Meskipun saya bukan bagian dari peserta seleksi PPPK karena saat ini masih menyandang status mahasiswa. Nantinya apa yang dirasakan para peserta begitupun juga saya rasakan. Saya kuliah di jurusan pendidikan, dan jelas, proyeksi kerja akan menjadi seorang guru. Sudah pasti berkeinginan menjadi PNS atau lolos PPPK.
Seleksi PPPK tahun ini sangat ditunggu oleh banyak orang. Pasalnya, alasan dasar pemerintah mengadakan tes seleksi PPPK untuk mengentaskan para pegawai honorer se-Indonesia yang telah menjamur, termasuk guru honorer. Namun, ada juga kok yang dibuka untuk non-guru. Tetapi, yang jadi isu utama adalah, bagaimana bisa lulusan PPG bisa ikut seleksi ini, padahal guru honorer masih banyak dan berlipat ganda?
Saya tidak mau memperdebatkan mengenai kalangan PPG. Mungkin satu sisi biar adil, mempertimbangkan biaya kuliah profesi mereka segede gaban, ehm. Mungkin pemerintah niatnya baik, semua orang berhak sejahtera, meski mengabaikan starting point tiap orang jelas beda. Tapi, niat baik itu justru punya masalah.

DATA TERSIMPAN:

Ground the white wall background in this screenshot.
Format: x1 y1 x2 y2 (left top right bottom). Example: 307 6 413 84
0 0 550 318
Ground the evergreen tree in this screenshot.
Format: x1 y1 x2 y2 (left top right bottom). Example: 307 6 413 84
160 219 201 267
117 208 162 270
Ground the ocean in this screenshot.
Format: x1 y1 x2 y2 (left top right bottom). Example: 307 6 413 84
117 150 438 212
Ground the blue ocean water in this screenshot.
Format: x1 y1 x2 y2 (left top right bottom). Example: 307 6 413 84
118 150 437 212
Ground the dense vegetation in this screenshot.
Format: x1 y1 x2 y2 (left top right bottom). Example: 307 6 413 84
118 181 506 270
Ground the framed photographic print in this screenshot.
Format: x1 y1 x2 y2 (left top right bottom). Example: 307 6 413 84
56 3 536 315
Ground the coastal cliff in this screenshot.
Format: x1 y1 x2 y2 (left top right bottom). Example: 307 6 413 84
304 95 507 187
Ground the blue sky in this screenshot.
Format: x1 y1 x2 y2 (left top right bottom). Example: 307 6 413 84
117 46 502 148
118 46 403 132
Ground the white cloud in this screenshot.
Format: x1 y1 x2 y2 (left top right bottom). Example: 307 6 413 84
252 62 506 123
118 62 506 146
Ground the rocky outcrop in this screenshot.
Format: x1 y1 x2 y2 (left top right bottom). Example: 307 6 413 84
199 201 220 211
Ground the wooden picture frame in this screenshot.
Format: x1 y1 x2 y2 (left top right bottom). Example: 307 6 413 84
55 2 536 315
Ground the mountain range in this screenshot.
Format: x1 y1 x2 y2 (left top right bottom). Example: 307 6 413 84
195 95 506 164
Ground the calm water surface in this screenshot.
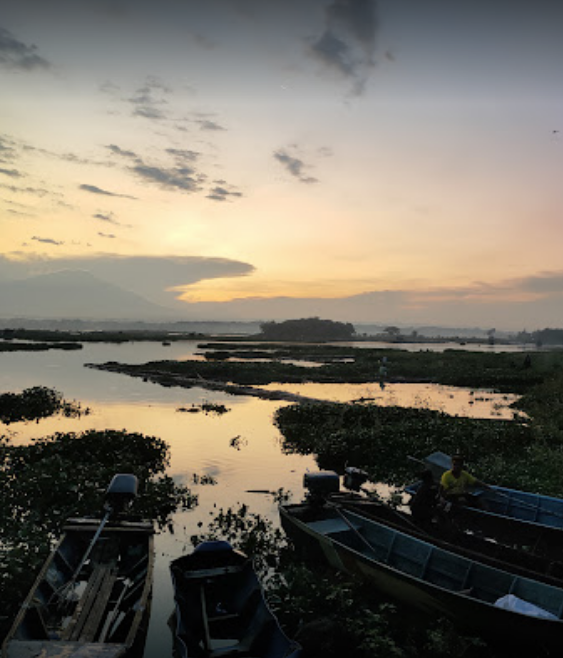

PETUNJUK:
[a] Ubah bagian kutipan tentang seleksi PPPK dari "Seleksi PPPK tahun" sampai "justru punya masalah.", dengan mengganti "guru honorer" menjadi "tenaga honorer".
[b] Jawab pertanyaan berikut sesuai kutipan tentang seleksi PPPK:
(i) Penulis kuliah di jurusan apa?
(ii) Apa alasan dasar pemerintah mengadakan tes seleksi PPPK?
(iii) Penulis tidak mau memperdebatkan kalangan apa?
Pakai kutipan saja sebagai sumber jawaban.

JAWABAN TIAP TUGAS:
[a]
Seleksi PPPK tahun ini sangat ditunggu oleh banyak orang. Pasalnya, alasan dasar pemerintah mengadakan tes seleksi PPPK untuk mengentaskan para pegawai honorer se-Indonesia yang telah menjamur, termasuk tenaga honorer. Namun, ada juga kok yang dibuka untuk non-guru. Tetapi, yang jadi isu utama adalah, bagaimana bisa lulusan PPG bisa ikut seleksi ini, padahal tenaga honorer masih banyak dan berlipat ganda?
Saya tidak mau memperdebatkan mengenai kalangan PPG. Mungkin satu sisi biar adil, mempertimbangkan biaya kuliah profesi mereka segede gaban, ehm. Mungkin pemerintah niatnya baik, semua orang berhak sejahtera, meski mengabaikan starting point tiap orang jelas beda. Tapi, niat baik itu justru punya masalah.

[b]
(i) Jurusan pendidikan.
(ii) Untuk mengentaskan para pegawai honorer se-Indonesia yang telah menjamur, termasuk guru honorer.
(iii) Kalangan PPG.